Records shown -
begin

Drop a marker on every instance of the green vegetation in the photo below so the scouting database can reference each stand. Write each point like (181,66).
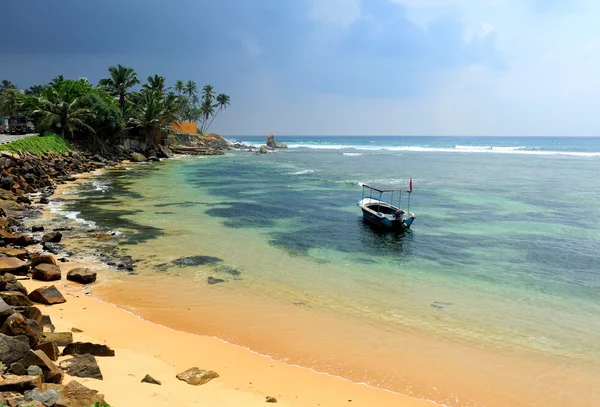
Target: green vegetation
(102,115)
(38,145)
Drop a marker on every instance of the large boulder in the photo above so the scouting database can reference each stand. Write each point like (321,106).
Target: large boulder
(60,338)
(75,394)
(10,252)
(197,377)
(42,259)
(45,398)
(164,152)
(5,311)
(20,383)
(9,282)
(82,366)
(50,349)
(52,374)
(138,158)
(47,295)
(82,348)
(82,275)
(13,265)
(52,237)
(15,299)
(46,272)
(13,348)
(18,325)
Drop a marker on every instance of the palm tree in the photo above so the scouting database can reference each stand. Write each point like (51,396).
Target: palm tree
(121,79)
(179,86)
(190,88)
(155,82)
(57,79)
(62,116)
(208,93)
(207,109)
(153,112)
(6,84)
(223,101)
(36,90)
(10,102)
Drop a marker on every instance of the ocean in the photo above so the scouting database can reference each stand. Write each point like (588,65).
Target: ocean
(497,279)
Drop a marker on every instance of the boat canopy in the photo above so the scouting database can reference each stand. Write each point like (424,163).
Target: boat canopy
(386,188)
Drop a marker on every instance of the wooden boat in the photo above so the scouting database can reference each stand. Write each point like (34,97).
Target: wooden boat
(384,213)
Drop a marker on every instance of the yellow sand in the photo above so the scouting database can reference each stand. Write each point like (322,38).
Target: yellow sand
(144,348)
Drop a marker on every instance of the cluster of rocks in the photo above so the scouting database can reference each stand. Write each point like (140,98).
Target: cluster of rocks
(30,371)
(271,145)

end
begin

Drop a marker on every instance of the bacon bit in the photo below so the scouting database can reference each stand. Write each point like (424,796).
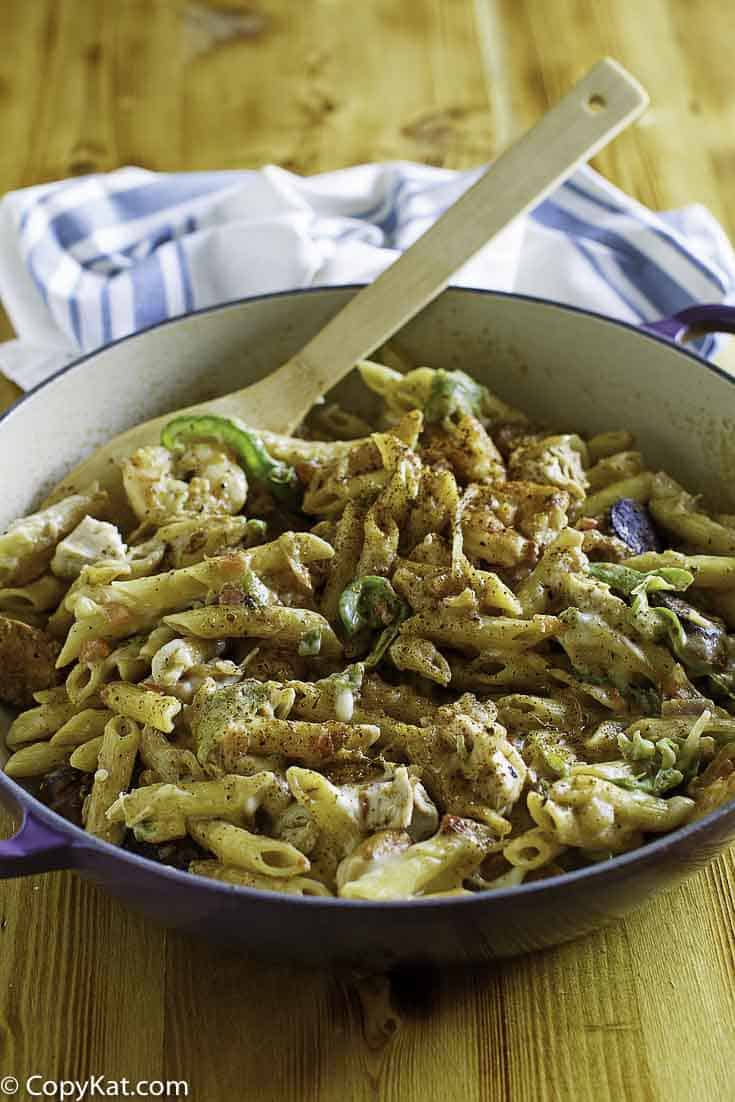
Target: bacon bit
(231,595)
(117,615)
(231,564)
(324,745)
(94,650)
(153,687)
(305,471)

end

Short task - Pick out every line of the material above that contains the string "below", and copy each one. Matching is case-sensitive.

Correct output -
Drop a marker on every instance of the green vegetation in the photo below so the scouting database can reference each stand. Write each point like (181,66).
Drop a marker on every instance of the bacon bit in the photo below so the scouting database can reference each stand. Write each point like (424,796).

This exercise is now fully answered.